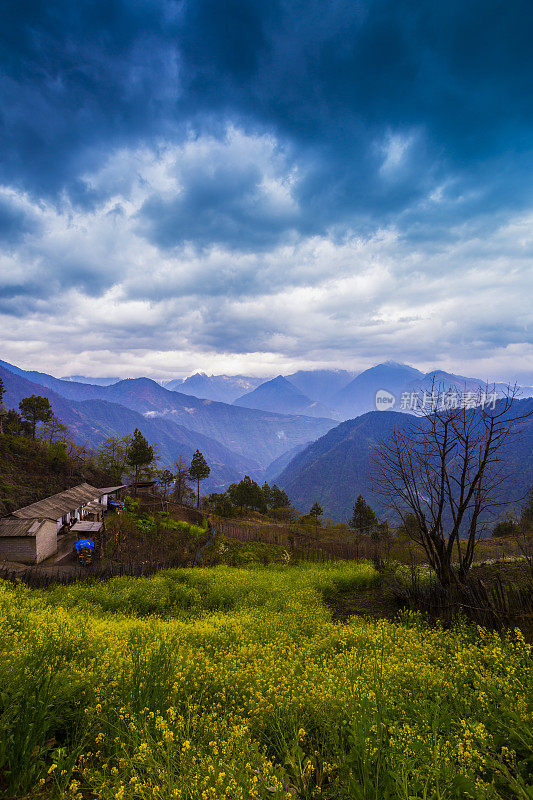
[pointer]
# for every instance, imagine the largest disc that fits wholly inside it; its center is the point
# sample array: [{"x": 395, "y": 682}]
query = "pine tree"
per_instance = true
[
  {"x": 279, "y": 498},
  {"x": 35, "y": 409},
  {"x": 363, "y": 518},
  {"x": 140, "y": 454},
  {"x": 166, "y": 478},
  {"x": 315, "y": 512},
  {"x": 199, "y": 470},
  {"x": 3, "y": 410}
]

======

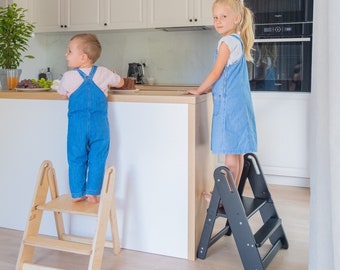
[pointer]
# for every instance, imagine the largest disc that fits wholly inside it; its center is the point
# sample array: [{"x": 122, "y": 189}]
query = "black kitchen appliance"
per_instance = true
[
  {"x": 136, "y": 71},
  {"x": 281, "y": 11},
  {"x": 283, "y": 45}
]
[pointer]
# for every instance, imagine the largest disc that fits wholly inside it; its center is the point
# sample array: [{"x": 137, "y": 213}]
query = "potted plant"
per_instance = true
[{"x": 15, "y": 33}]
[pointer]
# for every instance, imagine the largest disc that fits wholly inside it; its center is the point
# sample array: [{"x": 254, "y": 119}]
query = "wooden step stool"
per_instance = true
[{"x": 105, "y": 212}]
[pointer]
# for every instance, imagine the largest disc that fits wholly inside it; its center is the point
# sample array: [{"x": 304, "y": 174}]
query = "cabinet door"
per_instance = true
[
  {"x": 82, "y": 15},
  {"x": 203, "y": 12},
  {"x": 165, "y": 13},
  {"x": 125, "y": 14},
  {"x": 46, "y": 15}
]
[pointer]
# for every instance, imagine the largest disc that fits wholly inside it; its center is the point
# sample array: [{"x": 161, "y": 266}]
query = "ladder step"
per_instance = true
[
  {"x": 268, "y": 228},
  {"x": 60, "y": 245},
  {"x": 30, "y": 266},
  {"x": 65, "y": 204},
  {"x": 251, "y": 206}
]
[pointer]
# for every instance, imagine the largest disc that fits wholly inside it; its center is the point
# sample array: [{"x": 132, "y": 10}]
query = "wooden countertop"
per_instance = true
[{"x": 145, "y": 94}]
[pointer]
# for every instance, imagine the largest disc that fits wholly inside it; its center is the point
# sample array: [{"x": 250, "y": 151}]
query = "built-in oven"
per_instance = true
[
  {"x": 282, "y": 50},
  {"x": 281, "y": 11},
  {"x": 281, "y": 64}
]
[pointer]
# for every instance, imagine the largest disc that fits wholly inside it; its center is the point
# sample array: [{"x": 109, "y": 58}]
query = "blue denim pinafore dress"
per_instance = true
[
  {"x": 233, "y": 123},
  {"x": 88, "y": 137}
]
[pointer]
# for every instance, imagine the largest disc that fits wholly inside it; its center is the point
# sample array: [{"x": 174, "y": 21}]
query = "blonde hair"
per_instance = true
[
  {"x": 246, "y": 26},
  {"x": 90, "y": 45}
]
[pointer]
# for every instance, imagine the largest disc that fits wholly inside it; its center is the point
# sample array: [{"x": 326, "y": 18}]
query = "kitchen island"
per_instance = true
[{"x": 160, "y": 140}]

======

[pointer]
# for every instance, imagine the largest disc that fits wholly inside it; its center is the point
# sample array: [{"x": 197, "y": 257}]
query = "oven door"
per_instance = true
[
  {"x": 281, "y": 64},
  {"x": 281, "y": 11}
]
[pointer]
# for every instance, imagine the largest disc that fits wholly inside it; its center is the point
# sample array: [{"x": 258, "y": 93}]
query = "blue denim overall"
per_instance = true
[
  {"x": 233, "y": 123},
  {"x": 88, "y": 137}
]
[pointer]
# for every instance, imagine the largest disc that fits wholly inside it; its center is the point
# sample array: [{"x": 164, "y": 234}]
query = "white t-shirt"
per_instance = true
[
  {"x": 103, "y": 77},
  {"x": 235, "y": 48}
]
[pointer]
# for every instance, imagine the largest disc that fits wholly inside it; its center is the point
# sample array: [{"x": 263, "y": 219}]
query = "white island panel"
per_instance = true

======

• Problem: In the material above, find each line containing the word "denim" and copy it.

• Exercise solution:
query = "blue denim pinafore dress"
query = "blue denim overall"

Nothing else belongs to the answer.